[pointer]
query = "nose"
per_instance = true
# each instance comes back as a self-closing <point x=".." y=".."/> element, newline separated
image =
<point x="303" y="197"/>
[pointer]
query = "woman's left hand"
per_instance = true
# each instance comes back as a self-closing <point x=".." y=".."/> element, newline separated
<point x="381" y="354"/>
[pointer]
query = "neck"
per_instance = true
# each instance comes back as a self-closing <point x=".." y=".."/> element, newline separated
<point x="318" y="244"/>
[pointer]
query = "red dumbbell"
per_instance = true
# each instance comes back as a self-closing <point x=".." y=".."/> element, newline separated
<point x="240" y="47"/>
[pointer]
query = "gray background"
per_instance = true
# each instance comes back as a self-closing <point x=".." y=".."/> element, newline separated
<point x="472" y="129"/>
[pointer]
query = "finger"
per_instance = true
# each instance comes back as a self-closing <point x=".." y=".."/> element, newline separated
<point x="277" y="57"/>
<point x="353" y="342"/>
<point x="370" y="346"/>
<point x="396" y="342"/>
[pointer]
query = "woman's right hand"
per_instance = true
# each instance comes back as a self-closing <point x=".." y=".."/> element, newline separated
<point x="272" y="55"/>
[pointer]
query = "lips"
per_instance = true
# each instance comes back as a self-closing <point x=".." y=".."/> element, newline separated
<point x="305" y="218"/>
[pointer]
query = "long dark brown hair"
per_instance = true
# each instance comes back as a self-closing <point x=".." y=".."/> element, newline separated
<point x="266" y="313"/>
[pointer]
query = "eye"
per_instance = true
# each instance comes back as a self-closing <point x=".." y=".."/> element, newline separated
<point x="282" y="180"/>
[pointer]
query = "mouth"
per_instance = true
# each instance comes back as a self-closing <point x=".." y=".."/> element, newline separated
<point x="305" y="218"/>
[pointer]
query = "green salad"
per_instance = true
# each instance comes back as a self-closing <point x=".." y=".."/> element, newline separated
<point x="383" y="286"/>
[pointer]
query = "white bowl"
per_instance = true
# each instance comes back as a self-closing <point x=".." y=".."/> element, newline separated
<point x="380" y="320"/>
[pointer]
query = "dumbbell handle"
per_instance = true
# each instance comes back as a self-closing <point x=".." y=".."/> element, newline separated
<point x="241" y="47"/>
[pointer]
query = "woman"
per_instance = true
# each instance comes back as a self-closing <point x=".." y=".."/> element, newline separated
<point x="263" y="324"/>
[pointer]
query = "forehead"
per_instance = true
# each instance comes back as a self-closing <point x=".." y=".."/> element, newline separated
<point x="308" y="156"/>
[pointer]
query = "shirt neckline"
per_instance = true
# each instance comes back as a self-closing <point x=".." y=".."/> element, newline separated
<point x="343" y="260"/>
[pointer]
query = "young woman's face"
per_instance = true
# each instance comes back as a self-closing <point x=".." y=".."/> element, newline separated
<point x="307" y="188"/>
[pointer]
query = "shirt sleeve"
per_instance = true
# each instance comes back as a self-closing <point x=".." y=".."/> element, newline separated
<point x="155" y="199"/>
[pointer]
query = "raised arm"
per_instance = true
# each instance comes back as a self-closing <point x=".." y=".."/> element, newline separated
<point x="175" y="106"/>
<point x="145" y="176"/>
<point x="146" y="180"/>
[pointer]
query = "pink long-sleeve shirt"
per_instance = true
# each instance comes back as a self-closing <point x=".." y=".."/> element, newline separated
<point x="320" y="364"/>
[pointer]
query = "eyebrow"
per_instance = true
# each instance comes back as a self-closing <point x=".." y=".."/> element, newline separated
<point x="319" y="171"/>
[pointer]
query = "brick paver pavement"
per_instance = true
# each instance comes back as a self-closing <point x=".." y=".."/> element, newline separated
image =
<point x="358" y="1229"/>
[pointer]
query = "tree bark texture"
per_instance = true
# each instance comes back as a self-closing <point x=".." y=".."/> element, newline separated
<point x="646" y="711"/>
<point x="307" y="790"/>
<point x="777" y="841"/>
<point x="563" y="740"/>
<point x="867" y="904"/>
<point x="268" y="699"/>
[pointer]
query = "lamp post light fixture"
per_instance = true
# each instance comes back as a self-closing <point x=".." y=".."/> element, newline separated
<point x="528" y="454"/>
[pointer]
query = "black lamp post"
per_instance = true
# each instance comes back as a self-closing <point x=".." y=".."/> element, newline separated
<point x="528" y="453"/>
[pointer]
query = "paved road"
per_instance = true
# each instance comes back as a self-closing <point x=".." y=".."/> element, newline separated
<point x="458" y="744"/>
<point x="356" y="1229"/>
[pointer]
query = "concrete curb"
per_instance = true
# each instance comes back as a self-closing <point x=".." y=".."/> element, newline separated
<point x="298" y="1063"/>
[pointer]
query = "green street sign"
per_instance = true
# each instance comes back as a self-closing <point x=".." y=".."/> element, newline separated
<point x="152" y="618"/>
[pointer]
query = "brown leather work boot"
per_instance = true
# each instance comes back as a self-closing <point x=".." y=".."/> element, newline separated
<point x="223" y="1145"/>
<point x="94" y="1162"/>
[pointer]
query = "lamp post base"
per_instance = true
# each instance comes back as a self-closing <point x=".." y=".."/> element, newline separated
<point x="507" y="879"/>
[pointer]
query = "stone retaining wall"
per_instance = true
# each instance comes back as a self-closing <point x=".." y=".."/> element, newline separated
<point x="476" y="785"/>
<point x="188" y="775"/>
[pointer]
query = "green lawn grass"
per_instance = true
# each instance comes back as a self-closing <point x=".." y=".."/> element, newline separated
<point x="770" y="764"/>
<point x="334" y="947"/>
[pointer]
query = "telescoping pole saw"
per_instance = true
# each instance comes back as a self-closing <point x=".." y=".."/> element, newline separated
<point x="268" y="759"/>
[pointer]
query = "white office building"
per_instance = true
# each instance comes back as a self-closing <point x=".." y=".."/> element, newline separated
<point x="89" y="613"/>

What is expected:
Show each line of the data above that contains the word "brown".

Answer for the task:
query = "long dark brown hair"
query = "brown leather work boot"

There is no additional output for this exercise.